Written request: Please list each distinct name shown as a message author in the Clojure chat thread, once each.

Extract to read:
══════════

Sounds like you have a lot of text @sova! You might also look at Spark. Do you know what sort of model you want to train at scale? Have you tried it in the small?

blak3mill3r21:03:40

I recommend prototyping your ML model until you see results you like, before trying to distribute it

pez21:03:14

In the “official” guide about Programming at the REPL, there is an ending note about how things can go wrong if you switch to a namespace without first loading it. https://clojure.org/guides/repl/navigating_namespaces#_how_things_can_go_wrong, However, there is no mention about how to fix it there. Anyone know what the fix would be?

Alex Miller (Clojure team)21:03:36

(clojure.core/refer-clojure)

pez21:03:14

Thanks. So just call that and things will be good?

blak3mill3r21:03:22

You will have clojure.core symbols referred, not any code defined in the namespace

Alex Miller (Clojure team)21:03:17

(which is exactly what ns does for you)

══════════

Data records:
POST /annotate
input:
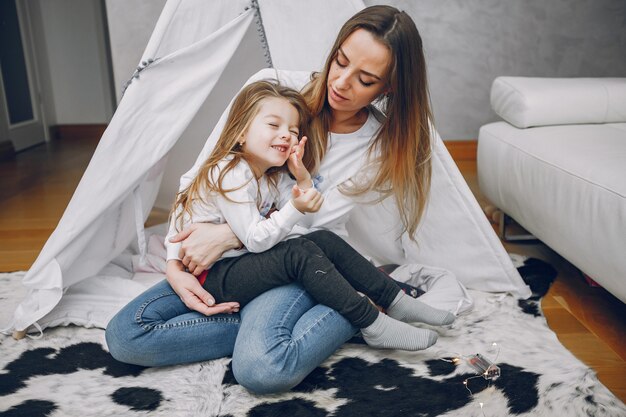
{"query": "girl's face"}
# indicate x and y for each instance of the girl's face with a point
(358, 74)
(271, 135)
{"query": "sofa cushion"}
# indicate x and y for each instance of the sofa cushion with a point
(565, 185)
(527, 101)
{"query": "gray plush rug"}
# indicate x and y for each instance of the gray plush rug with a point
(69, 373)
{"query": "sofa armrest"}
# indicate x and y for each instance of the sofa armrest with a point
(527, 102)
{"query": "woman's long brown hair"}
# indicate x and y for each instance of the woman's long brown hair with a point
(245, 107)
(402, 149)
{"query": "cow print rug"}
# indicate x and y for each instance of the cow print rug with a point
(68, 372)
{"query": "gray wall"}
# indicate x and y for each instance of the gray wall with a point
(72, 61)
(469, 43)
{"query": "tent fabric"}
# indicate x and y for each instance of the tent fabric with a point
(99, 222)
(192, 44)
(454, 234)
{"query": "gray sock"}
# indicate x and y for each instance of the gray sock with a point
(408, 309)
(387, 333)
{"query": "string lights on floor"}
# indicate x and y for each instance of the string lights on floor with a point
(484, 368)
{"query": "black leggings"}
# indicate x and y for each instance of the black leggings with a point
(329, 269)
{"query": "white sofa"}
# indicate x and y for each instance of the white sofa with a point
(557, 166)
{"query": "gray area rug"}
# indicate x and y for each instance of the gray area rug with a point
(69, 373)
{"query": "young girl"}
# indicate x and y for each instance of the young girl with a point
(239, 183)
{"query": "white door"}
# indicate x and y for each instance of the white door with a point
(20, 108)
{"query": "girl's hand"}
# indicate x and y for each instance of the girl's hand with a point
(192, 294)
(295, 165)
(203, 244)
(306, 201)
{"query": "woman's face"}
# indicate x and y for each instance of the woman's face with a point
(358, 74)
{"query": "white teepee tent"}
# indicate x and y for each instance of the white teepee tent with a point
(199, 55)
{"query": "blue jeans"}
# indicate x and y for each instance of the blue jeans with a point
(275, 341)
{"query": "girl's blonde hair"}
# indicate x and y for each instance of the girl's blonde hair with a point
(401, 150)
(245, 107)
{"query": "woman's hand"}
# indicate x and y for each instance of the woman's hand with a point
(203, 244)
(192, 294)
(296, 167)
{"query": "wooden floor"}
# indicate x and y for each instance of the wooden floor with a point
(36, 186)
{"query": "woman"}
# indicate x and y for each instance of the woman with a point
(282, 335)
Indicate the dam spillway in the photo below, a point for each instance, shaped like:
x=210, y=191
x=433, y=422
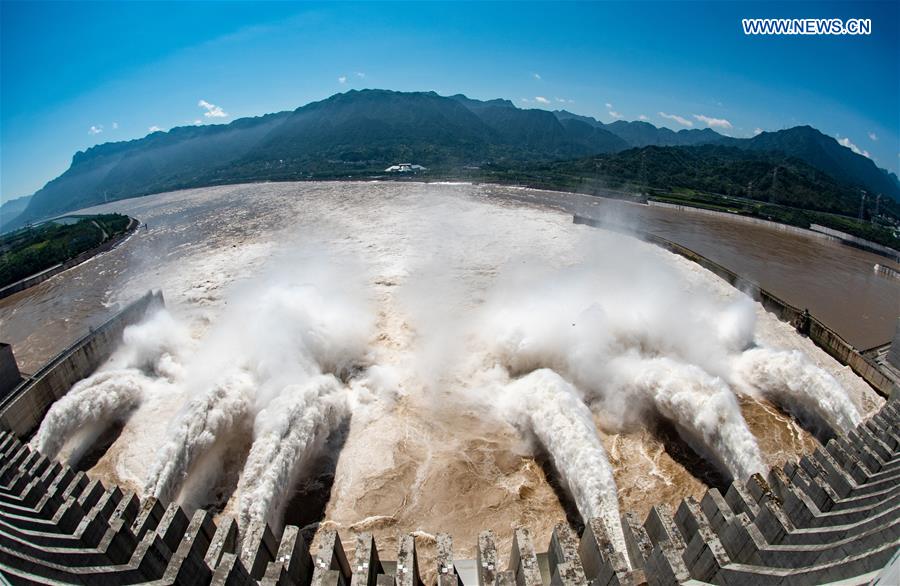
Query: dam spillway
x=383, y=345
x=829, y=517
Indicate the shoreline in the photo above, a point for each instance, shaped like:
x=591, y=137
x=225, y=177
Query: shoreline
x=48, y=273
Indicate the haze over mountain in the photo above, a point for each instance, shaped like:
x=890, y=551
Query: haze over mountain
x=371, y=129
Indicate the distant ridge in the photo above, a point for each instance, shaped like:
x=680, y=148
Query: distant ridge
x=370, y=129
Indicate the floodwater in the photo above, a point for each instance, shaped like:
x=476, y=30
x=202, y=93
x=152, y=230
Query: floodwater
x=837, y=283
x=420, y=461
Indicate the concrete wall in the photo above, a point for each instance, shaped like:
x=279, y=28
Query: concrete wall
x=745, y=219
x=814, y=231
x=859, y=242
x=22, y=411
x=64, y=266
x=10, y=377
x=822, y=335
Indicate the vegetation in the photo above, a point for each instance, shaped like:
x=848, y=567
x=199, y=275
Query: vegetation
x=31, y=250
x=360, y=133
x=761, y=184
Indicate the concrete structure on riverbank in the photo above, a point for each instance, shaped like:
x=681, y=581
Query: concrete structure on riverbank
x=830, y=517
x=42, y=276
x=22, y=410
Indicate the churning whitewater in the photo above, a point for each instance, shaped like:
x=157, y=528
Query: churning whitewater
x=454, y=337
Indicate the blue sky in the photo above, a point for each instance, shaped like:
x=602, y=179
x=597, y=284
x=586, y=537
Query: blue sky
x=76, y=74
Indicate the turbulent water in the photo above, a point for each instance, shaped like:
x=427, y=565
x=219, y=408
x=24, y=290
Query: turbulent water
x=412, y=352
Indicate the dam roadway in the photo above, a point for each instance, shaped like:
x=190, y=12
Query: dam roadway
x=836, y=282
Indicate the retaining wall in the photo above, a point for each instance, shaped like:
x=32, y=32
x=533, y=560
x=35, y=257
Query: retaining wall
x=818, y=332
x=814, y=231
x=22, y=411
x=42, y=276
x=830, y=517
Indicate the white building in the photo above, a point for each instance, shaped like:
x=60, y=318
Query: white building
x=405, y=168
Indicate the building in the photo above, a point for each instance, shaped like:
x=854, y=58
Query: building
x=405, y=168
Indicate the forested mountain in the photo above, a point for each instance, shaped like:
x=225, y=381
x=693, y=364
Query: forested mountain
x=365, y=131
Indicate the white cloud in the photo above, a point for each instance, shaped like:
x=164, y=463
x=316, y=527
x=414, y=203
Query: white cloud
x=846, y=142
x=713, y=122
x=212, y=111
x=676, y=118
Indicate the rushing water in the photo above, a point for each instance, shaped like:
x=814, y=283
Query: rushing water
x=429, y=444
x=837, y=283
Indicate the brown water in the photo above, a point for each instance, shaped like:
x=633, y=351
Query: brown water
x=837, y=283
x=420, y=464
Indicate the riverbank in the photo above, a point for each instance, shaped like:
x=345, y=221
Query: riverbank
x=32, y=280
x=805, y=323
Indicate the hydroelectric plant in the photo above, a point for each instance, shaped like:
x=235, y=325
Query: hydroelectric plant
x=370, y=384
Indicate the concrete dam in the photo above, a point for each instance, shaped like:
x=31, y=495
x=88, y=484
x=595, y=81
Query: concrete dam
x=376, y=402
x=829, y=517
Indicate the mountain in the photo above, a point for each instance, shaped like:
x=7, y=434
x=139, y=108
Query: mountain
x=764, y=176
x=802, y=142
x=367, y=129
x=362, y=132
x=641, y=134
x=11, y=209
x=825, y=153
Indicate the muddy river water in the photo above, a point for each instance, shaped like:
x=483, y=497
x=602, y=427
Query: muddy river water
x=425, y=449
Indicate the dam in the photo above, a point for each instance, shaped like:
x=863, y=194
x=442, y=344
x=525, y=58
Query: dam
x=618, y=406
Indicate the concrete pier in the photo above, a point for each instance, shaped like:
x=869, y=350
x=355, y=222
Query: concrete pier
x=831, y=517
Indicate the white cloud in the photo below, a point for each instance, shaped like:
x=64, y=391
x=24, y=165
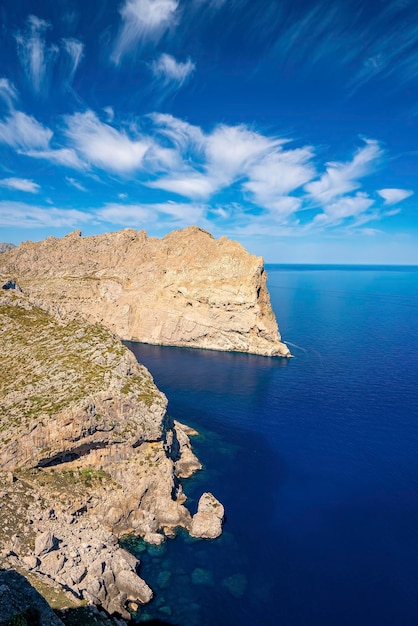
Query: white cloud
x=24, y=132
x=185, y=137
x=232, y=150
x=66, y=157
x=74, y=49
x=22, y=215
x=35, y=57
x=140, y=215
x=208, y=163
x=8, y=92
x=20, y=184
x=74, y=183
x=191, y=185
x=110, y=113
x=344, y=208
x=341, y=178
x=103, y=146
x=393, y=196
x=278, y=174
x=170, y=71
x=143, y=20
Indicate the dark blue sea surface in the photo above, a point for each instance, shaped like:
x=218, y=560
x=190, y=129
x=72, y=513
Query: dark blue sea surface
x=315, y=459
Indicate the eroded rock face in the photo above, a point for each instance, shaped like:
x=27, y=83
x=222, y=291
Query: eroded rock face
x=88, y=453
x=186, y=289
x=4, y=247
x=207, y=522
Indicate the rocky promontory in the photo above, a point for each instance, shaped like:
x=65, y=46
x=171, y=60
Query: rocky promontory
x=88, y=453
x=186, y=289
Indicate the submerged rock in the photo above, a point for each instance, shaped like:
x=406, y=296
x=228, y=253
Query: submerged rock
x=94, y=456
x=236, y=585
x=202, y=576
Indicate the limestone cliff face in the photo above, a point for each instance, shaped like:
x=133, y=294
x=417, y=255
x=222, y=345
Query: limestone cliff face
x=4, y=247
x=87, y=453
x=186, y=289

══════════

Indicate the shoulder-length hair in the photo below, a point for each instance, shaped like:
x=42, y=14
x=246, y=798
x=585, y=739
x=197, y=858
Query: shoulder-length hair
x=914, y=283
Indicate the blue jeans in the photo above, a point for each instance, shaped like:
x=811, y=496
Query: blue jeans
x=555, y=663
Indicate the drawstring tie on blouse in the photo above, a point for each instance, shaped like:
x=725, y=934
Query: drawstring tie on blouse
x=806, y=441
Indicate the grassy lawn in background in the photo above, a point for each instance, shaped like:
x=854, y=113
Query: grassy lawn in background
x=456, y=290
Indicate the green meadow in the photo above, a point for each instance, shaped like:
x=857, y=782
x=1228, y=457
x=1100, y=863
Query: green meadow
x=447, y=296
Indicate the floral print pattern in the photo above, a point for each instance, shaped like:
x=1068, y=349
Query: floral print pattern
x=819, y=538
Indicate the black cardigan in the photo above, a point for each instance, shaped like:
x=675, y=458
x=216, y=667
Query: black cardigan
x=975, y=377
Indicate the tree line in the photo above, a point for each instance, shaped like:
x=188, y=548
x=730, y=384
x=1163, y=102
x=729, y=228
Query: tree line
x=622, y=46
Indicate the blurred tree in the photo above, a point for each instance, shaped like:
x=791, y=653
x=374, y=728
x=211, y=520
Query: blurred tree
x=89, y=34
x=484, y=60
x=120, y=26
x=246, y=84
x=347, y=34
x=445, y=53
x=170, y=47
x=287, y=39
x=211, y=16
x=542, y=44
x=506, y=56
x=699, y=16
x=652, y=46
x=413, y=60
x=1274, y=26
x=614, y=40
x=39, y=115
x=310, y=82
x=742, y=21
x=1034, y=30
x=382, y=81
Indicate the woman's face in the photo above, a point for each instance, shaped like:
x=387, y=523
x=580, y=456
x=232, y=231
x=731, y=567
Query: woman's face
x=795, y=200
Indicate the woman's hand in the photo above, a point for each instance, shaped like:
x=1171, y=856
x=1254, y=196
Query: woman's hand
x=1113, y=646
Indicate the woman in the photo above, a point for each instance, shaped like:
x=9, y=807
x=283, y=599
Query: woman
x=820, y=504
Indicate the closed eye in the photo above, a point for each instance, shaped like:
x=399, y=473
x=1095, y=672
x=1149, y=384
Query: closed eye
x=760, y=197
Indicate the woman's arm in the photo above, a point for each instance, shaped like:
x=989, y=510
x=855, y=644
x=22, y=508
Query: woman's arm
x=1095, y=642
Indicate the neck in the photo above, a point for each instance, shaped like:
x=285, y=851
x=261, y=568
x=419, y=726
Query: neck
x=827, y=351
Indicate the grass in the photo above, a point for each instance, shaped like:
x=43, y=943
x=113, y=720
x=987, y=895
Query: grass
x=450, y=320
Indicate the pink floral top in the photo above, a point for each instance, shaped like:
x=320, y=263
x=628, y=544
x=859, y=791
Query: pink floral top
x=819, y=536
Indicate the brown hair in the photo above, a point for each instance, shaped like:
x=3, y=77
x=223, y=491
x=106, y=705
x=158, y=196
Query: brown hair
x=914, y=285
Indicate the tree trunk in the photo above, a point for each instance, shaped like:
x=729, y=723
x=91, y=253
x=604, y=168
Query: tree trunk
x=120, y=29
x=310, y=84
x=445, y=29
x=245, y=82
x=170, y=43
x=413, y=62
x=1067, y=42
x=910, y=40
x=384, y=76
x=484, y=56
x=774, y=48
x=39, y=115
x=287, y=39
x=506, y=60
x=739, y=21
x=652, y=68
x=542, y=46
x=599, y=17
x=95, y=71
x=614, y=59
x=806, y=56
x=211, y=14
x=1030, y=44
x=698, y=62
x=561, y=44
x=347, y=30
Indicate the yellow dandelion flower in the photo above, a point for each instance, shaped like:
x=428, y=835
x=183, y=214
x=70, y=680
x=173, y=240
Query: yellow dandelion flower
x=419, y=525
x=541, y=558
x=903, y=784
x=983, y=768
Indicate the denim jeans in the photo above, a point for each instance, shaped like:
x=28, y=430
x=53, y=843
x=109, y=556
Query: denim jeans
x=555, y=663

══════════

Problem solution:
blak3mill3r
pez
Alex Miller (Clojure team)